Object position labeling entries
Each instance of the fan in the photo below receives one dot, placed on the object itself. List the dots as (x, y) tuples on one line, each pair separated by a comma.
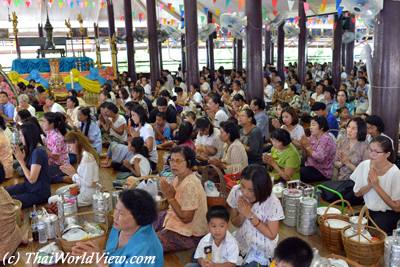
[(140, 35), (172, 33), (348, 37), (206, 31), (234, 23), (363, 8), (276, 21), (291, 31)]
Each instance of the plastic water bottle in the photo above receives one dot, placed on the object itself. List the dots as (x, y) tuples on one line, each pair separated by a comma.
[(41, 226)]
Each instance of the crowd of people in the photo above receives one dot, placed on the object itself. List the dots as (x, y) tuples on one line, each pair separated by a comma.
[(312, 132)]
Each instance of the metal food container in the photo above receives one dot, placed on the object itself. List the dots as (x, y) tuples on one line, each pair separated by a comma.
[(307, 216), (290, 203)]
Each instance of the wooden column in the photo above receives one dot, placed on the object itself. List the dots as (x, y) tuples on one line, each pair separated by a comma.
[(337, 48), (302, 46), (130, 46), (111, 34), (210, 51), (234, 46), (183, 49), (350, 48), (239, 54), (192, 74), (385, 84), (267, 43), (153, 41), (281, 52), (254, 50)]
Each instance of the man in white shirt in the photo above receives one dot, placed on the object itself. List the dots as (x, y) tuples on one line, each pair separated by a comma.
[(24, 104), (52, 106)]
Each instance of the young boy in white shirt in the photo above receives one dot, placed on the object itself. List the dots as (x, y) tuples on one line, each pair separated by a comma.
[(219, 247)]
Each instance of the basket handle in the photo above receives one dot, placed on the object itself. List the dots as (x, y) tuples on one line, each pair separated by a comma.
[(365, 211), (343, 201)]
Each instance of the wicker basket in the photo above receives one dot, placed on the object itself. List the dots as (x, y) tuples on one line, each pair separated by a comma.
[(367, 254), (67, 246), (349, 262), (332, 238), (18, 212), (214, 174)]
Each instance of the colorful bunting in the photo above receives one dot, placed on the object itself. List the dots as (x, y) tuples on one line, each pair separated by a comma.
[(240, 4), (323, 5)]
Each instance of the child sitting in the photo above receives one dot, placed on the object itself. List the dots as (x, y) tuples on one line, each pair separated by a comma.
[(219, 246), (292, 252)]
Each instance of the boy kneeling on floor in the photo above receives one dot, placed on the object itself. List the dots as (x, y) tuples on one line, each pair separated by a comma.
[(219, 247)]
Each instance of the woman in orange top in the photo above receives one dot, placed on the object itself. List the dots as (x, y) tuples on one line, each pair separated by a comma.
[(184, 224)]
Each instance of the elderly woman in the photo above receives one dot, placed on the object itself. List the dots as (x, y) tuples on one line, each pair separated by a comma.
[(234, 159), (184, 224), (34, 163), (285, 160), (377, 181), (251, 136), (321, 150), (208, 142), (256, 212), (23, 101), (132, 235), (87, 173), (351, 149)]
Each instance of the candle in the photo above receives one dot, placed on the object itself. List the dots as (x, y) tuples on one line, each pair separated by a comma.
[(71, 77)]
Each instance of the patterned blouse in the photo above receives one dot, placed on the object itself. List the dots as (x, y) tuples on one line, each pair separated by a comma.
[(356, 154), (323, 155), (55, 143)]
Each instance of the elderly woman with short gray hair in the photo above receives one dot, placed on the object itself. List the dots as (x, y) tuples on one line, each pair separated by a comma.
[(23, 103)]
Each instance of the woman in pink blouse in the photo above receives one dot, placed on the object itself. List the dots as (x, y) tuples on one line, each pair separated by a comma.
[(54, 128), (321, 150)]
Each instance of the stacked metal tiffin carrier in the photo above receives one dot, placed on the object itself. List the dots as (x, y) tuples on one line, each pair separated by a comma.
[(300, 207)]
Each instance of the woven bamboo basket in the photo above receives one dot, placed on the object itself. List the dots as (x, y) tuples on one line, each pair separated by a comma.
[(332, 238), (18, 212), (67, 246), (349, 262), (366, 254)]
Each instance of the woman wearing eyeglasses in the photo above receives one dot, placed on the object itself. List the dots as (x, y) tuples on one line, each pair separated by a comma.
[(184, 224), (377, 180)]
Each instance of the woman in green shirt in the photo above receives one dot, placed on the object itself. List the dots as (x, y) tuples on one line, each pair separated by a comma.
[(284, 159)]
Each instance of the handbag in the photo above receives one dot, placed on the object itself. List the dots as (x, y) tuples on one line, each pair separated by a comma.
[(345, 188)]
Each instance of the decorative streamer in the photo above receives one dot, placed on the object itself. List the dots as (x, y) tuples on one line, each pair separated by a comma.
[(323, 6), (306, 6)]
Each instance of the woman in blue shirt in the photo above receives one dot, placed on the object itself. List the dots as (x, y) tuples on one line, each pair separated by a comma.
[(90, 128), (34, 163), (132, 235)]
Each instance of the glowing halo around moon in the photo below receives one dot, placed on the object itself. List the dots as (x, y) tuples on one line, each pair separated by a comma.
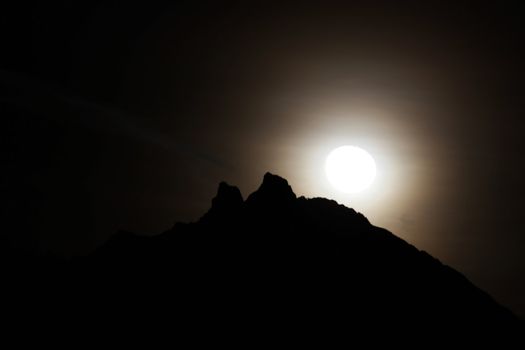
[(350, 169)]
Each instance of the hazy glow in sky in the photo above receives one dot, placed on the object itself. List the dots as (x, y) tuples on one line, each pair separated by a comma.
[(350, 169)]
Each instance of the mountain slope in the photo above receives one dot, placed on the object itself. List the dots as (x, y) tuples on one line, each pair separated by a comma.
[(276, 254)]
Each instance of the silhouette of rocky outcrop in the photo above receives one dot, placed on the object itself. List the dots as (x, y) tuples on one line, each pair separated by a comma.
[(282, 259)]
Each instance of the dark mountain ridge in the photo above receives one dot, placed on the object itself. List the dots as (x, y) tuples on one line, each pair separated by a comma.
[(272, 257)]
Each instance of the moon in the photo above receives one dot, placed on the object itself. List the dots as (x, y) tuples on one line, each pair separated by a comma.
[(350, 169)]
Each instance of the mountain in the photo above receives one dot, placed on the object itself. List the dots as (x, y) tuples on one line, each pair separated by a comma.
[(273, 258)]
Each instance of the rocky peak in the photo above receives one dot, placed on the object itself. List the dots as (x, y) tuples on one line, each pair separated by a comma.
[(274, 189), (228, 197)]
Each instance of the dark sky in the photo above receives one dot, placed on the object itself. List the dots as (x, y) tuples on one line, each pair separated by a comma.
[(120, 116)]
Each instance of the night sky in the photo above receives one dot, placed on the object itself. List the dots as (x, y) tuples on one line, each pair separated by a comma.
[(120, 116)]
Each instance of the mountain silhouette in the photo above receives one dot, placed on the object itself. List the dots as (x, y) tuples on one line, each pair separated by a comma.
[(277, 258)]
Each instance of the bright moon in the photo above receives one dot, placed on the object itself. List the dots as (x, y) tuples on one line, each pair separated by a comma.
[(350, 169)]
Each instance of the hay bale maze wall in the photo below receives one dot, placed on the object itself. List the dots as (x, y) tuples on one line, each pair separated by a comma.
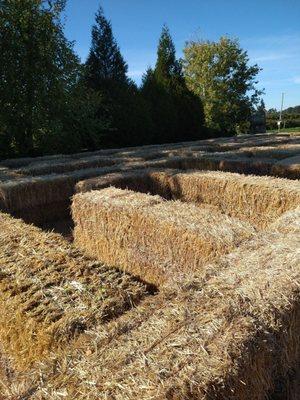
[(153, 239), (50, 292), (233, 336), (257, 200), (222, 248)]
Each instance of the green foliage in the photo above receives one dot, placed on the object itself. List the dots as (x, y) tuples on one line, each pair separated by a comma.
[(105, 66), (122, 105), (39, 75), (176, 112), (290, 118), (219, 74)]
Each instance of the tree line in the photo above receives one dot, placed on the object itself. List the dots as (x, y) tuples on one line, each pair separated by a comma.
[(50, 102), (290, 117)]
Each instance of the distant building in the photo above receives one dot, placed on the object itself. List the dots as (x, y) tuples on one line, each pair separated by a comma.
[(258, 122)]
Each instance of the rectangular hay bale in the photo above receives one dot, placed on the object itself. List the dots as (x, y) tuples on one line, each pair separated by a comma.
[(149, 237), (50, 292), (235, 336)]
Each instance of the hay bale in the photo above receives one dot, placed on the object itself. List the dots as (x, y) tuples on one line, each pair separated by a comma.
[(151, 180), (289, 222), (50, 292), (151, 238), (235, 336), (45, 198), (278, 152), (257, 200), (287, 168), (21, 162), (61, 166)]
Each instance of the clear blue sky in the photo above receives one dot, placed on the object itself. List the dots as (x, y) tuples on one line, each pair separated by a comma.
[(268, 29)]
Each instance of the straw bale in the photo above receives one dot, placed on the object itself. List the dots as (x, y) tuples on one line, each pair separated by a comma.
[(288, 168), (50, 167), (289, 222), (277, 152), (43, 198), (50, 292), (21, 162), (151, 180), (46, 198), (234, 336), (257, 200), (151, 238)]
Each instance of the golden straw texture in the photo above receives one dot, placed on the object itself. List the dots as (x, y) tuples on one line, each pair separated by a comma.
[(153, 239), (50, 292)]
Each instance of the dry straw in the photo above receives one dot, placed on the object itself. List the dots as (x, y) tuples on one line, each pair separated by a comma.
[(151, 238), (50, 292), (257, 200), (233, 336), (289, 222), (62, 166), (288, 168)]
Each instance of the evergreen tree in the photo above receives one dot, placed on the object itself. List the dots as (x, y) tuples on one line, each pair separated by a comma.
[(177, 113), (105, 65), (122, 105), (39, 75)]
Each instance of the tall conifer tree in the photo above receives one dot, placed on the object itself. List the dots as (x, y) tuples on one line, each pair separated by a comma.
[(105, 64), (106, 73), (177, 113)]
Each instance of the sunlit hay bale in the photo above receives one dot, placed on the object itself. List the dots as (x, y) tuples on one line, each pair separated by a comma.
[(8, 174), (151, 238), (287, 168), (152, 181), (62, 166), (278, 152), (235, 336), (50, 292), (289, 222), (257, 200)]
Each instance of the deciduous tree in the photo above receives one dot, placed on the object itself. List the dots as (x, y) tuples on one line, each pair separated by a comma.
[(220, 75)]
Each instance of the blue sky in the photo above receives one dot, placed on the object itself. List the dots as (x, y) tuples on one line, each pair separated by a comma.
[(268, 29)]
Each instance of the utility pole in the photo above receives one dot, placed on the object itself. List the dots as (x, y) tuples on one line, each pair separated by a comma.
[(280, 115)]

Exercise goal: Can you return, word for word, the lines of the listing above, starting at the line containing "Each instance of the rocky" and ending at the line containing "[(153, 239), (50, 292), (233, 336), (257, 200), (222, 248)]", with both of those lines included and the pictures left out?

Response to this exercise:
Each instance of the rocky peak in the photo above receives one dot, placed on the object itself. List the dots as (x, y) tuples on one line, each pair separated by a comma.
[(274, 189), (228, 197)]
Each instance of the dark sky in the photo above receives one dot, placed on the object itself. List the dots as (x, y) tuples on one line, each pair separated by a comma.
[(120, 116)]
Each instance of the night sky in the photo above receives one dot, placed on the object itself. List the dots as (x, y) tuples on one line, each pair separated by a comma.
[(120, 116)]
Each instance of the mountain silhouette in the photo above receives one dot, placed on the object itself. List the dots as (x, y) tuples on one line, each pair separated by a comma.
[(277, 258)]
Each instance of the bright moon in the photo above receives one dot, placed on the object itself. List the dots as (x, y) tuples on one line, each pair separated by a comma.
[(350, 169)]
Each instance of the hay bale maze wall in the photo below receives one dot, placed on the object itself. List the dots as (x, y) tuples on one line, each pair separated by a comma.
[(153, 239), (50, 292), (233, 336), (257, 200), (222, 248)]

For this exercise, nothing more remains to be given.